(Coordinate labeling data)
▼

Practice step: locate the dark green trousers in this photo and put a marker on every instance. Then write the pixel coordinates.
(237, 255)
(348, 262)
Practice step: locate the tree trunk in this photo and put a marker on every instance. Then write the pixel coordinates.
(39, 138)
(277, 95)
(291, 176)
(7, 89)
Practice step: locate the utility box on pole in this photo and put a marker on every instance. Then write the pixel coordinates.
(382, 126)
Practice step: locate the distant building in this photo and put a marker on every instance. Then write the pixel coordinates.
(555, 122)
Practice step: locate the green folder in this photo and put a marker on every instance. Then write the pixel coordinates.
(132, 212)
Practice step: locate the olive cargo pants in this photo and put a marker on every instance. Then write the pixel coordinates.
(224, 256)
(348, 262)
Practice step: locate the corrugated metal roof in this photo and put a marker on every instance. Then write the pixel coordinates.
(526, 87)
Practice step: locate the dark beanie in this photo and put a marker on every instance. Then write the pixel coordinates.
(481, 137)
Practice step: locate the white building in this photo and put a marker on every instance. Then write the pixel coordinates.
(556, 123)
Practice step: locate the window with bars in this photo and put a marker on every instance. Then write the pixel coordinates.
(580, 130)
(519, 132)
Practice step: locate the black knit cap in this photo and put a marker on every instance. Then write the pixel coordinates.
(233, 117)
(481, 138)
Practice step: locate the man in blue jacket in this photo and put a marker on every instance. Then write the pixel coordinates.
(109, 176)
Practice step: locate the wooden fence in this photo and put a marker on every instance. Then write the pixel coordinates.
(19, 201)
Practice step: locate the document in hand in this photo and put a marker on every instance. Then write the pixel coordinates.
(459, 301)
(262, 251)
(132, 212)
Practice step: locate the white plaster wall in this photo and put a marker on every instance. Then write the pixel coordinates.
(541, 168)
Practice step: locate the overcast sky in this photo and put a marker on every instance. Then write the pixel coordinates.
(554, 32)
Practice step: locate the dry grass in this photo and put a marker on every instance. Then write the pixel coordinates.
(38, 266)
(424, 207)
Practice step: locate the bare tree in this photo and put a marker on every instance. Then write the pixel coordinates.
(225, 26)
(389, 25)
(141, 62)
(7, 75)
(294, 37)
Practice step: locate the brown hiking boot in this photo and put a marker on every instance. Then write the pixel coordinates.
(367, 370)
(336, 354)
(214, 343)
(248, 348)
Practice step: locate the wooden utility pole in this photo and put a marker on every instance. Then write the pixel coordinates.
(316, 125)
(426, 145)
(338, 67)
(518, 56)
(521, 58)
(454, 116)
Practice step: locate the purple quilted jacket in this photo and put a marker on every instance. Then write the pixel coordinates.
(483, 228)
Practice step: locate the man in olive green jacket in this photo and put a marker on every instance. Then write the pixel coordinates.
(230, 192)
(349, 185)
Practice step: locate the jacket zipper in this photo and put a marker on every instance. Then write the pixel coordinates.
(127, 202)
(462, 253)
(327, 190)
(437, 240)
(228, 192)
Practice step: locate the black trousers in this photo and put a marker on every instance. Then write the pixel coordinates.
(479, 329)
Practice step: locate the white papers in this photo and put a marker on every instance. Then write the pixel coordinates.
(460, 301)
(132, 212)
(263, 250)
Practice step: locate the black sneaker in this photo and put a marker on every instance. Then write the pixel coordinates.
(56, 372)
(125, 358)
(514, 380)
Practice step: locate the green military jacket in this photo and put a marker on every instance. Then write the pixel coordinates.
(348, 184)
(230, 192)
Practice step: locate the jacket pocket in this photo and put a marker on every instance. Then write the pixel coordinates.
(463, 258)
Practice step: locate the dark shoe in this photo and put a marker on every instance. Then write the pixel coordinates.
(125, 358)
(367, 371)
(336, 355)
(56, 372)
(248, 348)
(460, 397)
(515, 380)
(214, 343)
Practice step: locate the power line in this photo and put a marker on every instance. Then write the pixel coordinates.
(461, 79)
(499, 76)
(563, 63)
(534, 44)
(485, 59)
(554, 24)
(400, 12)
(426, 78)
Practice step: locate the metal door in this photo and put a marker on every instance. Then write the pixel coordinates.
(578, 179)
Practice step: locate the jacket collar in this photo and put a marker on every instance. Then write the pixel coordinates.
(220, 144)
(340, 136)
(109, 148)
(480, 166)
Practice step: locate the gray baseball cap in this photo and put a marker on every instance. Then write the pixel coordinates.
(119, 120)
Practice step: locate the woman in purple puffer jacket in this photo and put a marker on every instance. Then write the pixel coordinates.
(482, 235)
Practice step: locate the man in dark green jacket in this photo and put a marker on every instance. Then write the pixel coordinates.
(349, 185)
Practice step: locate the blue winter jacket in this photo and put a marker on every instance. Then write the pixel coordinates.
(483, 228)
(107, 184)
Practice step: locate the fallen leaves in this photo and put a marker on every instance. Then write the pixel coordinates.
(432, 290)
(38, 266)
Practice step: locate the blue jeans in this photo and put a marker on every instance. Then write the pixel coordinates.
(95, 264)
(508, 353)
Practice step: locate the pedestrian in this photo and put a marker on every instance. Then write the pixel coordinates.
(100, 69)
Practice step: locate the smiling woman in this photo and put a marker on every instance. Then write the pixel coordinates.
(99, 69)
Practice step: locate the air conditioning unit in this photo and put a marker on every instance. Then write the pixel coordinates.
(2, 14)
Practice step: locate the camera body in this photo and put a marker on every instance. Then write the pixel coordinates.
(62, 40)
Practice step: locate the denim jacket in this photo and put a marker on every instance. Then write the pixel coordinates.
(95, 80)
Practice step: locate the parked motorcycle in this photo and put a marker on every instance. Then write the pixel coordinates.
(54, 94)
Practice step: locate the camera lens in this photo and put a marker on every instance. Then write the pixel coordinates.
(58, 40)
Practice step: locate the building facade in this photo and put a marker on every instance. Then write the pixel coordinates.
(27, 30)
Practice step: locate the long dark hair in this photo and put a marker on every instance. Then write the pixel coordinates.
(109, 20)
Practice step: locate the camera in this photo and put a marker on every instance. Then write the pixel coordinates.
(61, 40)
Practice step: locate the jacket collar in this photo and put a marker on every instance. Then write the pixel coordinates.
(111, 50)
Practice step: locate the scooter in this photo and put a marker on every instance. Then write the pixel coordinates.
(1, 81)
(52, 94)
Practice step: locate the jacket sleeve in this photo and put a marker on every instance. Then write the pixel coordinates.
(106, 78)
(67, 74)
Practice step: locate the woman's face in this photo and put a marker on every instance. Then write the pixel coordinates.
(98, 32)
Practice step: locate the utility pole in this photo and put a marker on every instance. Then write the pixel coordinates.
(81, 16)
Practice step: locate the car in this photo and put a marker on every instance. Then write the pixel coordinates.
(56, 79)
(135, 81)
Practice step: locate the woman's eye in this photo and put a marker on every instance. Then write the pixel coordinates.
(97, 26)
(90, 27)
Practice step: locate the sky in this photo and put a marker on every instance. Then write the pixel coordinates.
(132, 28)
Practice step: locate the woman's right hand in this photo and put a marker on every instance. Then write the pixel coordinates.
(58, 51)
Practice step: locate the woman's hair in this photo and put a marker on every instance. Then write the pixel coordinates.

▲

* [THE PROBLEM]
Retype all of the data shown above, word for word.

* [RESPONSE]
Practice step: locate the dark green trousers in this photo and put a marker on every instance. Then write the pixel coordinates.
(237, 255)
(348, 262)
Practice step: locate the tree trunk in this photo and put a marker on every instance. Then write the pixel coordinates.
(39, 138)
(277, 95)
(291, 176)
(7, 89)
Practice step: locate the utility box on pole in this photo and put a marker on every instance. Then write the pixel coordinates.
(382, 126)
Practice step: locate the distant building in this photo and put a marker on every instance. Then write the pixel coordinates.
(555, 122)
Practice step: locate the green folder in this photo and put a marker on every instance. Then write the pixel coordinates.
(132, 212)
Practice step: locate the olive cargo pants in this photo and put a marker on every instance. Then write the pixel coordinates.
(224, 256)
(348, 262)
Practice step: locate the corrugated metal roof in this photo and put a marker on every instance. Then write the pixel coordinates.
(526, 87)
Practice step: locate the dark beanie in this photo and put a marker on every instance. Then write the pixel coordinates.
(481, 137)
Practice step: locate the white building in this photo and put a marker on every instance. Then write the pixel coordinates.
(556, 123)
Practice step: locate the window with bars in this photo and put a marker on every instance. Then write the pixel coordinates.
(580, 130)
(519, 132)
Practice step: locate the black knit cap in this photo and put a marker on every instance. Then write the pixel coordinates.
(233, 117)
(481, 138)
Practice step: locate the man in blue jacket in this photo and put a marker on every instance. Then write the pixel coordinates.
(109, 176)
Practice step: locate the wooden fence in this photo and put a marker on every instance. Then write the pixel coordinates.
(19, 201)
Practice step: locate the document in hand in this photo and put a marker on every instance. Then write the pixel coordinates.
(459, 301)
(262, 251)
(132, 212)
Practice step: locate the white plaster wall in this photo and put a marker on every instance. Then write the pixel coordinates.
(541, 168)
Practice step: locate the overcast sky in this photo and put a marker on every instance. Then write the pixel coordinates.
(554, 32)
Practice step: locate the dry grass in this photo and put a marker on every instance. Then write the pixel coordinates.
(38, 266)
(424, 207)
Practice step: locate the bare tree in this photo and put a marker on every instance. Then write the pixel coordinates.
(225, 26)
(389, 25)
(141, 62)
(7, 75)
(294, 37)
Practice step: locate the brown hiking boot in this photo and put a marker on every instance. Then write the pixel coordinates.
(367, 370)
(336, 354)
(214, 343)
(248, 348)
Practice step: locate the wooden utility pole in this photo and put a marker on every instance. Then write the pixel coordinates.
(316, 125)
(426, 145)
(338, 67)
(518, 56)
(521, 58)
(454, 116)
Practice step: locate the purple quilted jacket in this photo and put a marker on every instance. Then write the pixel coordinates.
(483, 228)
Practice step: locate the man in olive green jacket in this photo and put a marker on every instance. Then write the pixel coordinates.
(230, 192)
(349, 185)
Practice step: locate the jacket zipper in this photo and put a marker on every instance. Then write the pixel coordinates.
(127, 202)
(462, 253)
(327, 190)
(437, 240)
(228, 192)
Practice step: locate the black trousers in this photo and put a marker on every instance. Then write the pixel coordinates.
(479, 329)
Practice step: locate the white papers in this photo and put a marker on every instance. Then write the pixel coordinates.
(460, 301)
(132, 212)
(263, 250)
Practice step: locate the black sneaker in this photo and put a marker on every instance. Then write the pixel coordinates.
(56, 372)
(125, 358)
(514, 380)
Practice step: locate the green military jacket in this photo and put a marker on every instance. Then write the pixel coordinates.
(348, 184)
(230, 192)
Practice step: locate the jacket pocket in this photo and put a marker on every instance. Then write the pixel coordinates.
(463, 258)
Practice step: locate the dark shoe in this photo and put a marker on every instance. Then write the pixel coordinates.
(125, 358)
(367, 371)
(336, 355)
(56, 372)
(248, 348)
(460, 397)
(515, 380)
(214, 343)
Practice step: locate the power line in this photo and put a marker on every instance. Then write the pixel coordinates.
(461, 79)
(499, 76)
(563, 63)
(534, 44)
(485, 59)
(554, 24)
(400, 12)
(426, 78)
Practice step: locate the metal door in this photo and put a marker on every instance. Then write the pixel coordinates.
(578, 179)
Practice step: locate the jacket collar in this photo and put a marker on every instance. Then write the pixel coordinates.
(220, 144)
(340, 136)
(109, 148)
(480, 166)
Practice step: locate the gray baseball cap in this photo and put a marker on every instance. Then write the pixel coordinates.
(119, 120)
Practice step: locate the woman in purple puffer jacket in this photo and put a marker on every instance. Then write the pixel coordinates.
(482, 235)
Practice step: locate the man in dark green jacket in this photo and put a marker on every instance. Then write the pixel coordinates.
(349, 185)
Practice step: locate the blue winter jacket in this photo and put a marker on every instance. Then write the pixel coordinates.
(483, 228)
(107, 184)
Practice step: locate the fallen leaves in this photo and put a marker on every instance. Then write the pixel coordinates.
(432, 290)
(38, 266)
Practice step: locate the blue jeans in this photo and put a marker on every instance. Then write the pixel coordinates.
(95, 264)
(508, 353)
Practice step: locate the pedestrian in this photo and put a marker on every instance. Then write the pixel coordinates.
(100, 69)
Practice step: locate the smiling woman in this photo and put a marker on every instance. Then write the pixel coordinates.
(99, 69)
Practice step: locate the air conditioning unit in this photo and put a marker on every instance. Then write the pixel coordinates.
(2, 14)
Practice step: locate the camera body in this photo and put a marker on every instance. Then write the pixel coordinates.
(62, 40)
Practice step: locate the denim jacket in this photo and put a marker on every instance. Then write the pixel coordinates.
(95, 80)
Practice step: locate the parked motorcycle in this photo and put a marker on every instance. Then write the pixel coordinates.
(54, 94)
Practice step: locate the camera lens in this photo and put a marker on every instance. Then write the pixel coordinates.
(58, 40)
Practice step: locate the building facade in this photo and put a marker on every instance. Then write the pixel coordinates.
(27, 30)
Practice step: locate the long dark hair in this photo and put a marker on every instance. Then write the pixel coordinates.
(109, 20)
Practice step: locate the camera in this photo and put a marker on every instance. Then write the pixel coordinates.
(61, 40)
Practice step: locate the jacket collar in this photo and put a marker on every instance. Then write the pixel coordinates.
(111, 50)
Practice step: locate the scooter in this photo and put a marker on every instance. Then write the pixel coordinates.
(1, 81)
(52, 94)
Practice step: locate the jacket sleeve in this photo and put a marker on every instance. Then write the pixel coordinates.
(106, 78)
(67, 74)
Practice step: locate the woman's face in this photo and put a marker on every instance. Then write the pixel coordinates.
(98, 32)
Practice step: locate the utility pole in this photo and put a marker on every instance. Then write the pixel coordinates.
(81, 16)
Practice step: locate the car in this photo and put a marker on every instance. Then write the pixel coordinates.
(56, 79)
(135, 81)
Practice step: locate the woman's eye in this photo and put a marker on every instance. Then write the pixel coordinates.
(97, 26)
(90, 27)
Practice step: locate the sky in this photo and put a marker on every instance. Then write the pixel coordinates.
(132, 28)
Practice step: locate the woman's right hand in this photo and put a marker on every instance. Then write the pixel coordinates.
(58, 51)
Practice step: locate the woman's hair in this photo and put a marker on every instance. Then write the pixel coordinates.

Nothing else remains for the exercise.